Experts with The International Group for Historic Airport Recovery, TIGHAR, revealed that painstaking analysis of sonar images captured in July 2012 revealed an anomaly on the slopes of a reef at a depth of about 600 feet that could turn out to be a section of the Lockheed Electra aircraft the American aviator and her navigator, Fred Noonan, were flying.
The team has described the discovery as "exciting" but "frustrating", as nothing is sure yet. "Maybe the anomaly is a coral feature that just happens to give a sonar return unlike any other coral feature on the entire reef slope," the group said. "Maybe it's a sunken fishing boat that isn't mentioned in any of the historical literature."
But the sighting of the unexplained scar or shadow is enough to spur the group to seek funding to return as soon as possible. "What initially got our attention is that there is no other sonar return like it in the entire body of data collected," Ric Gillespie, director of TIGHAR, told Discovery News. "It is truly an anomaly, and when you're looking for man-made objects against a natural background, anomalies are good." Few aviation mysteries generate more interest than the disappearance of Earhart who, in 1932, had captured the hearts of the world becoming the first woman to fly solo across the Atlantic Ocean. Five years later, she planned to fly around the globe more or less following the line of the equator.

# Excerpted records
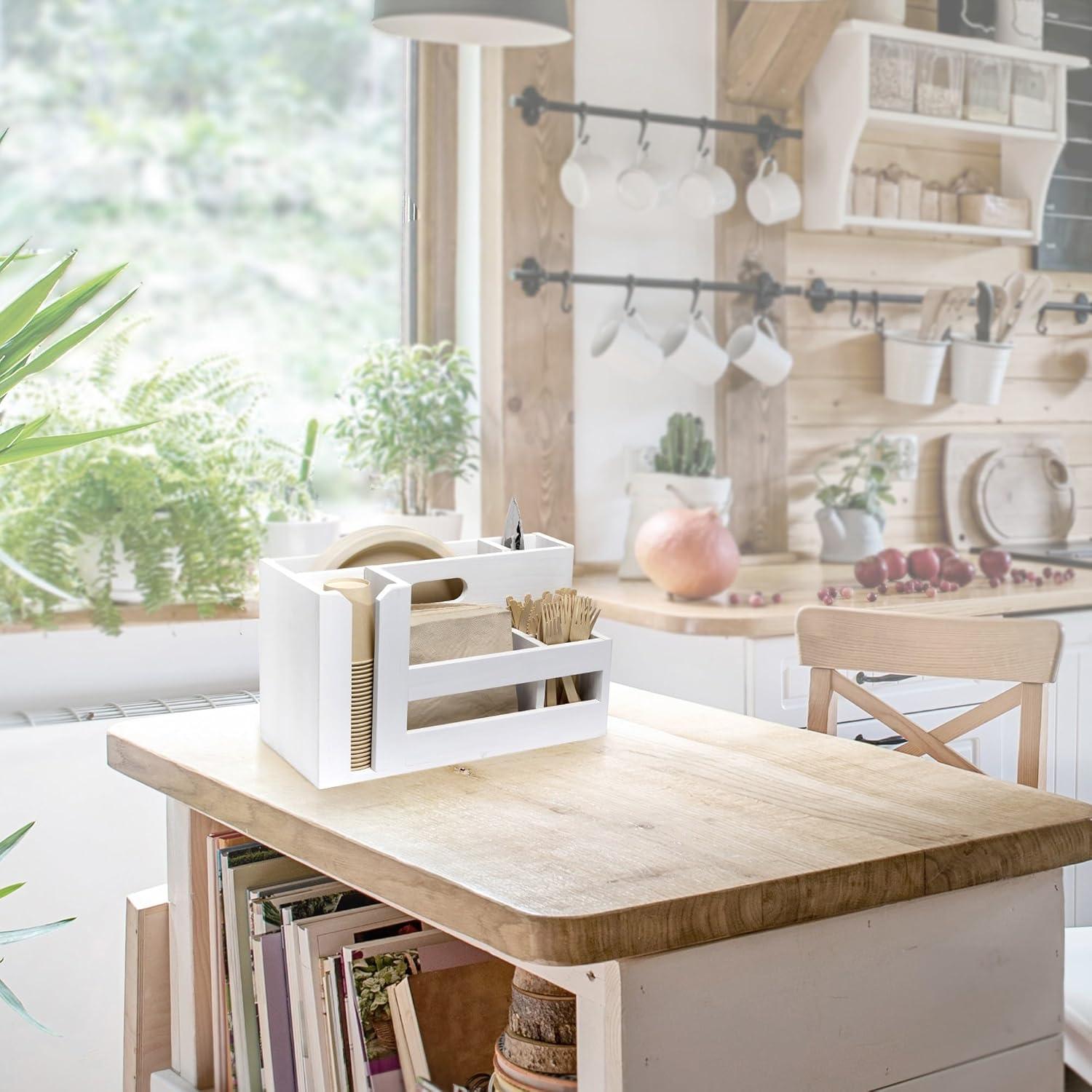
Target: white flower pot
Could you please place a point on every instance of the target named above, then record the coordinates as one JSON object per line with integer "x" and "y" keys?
{"x": 651, "y": 493}
{"x": 124, "y": 589}
{"x": 978, "y": 371}
{"x": 849, "y": 534}
{"x": 299, "y": 537}
{"x": 912, "y": 368}
{"x": 447, "y": 526}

# Short exercise 1
Return the portion of the TIGHAR sonar search passage that begins with the words containing "Experts with The" and ends with "Noonan, were flying.", copied verbatim.
# Short exercise 2
Collect every line of the records that contains the string "point", matching its case exactly.
The records have no connection to the text about the TIGHAR sonar search.

# Expected output 1
Experts with The International Group for Historic Airport Recovery, TIGHAR, revealed that painstaking analysis of sonar images captured in July 2012 revealed an anomaly on the slopes of a reef at a depth of about 600 feet that could turn out to be a section of the Lockheed Electra aircraft the American aviator and her navigator, Fred Noonan, were flying.

# Expected output 2
Could you please place a point on every instance of the target named above, then record the coordinates as one JSON object per line with integer "x" and "y" keys?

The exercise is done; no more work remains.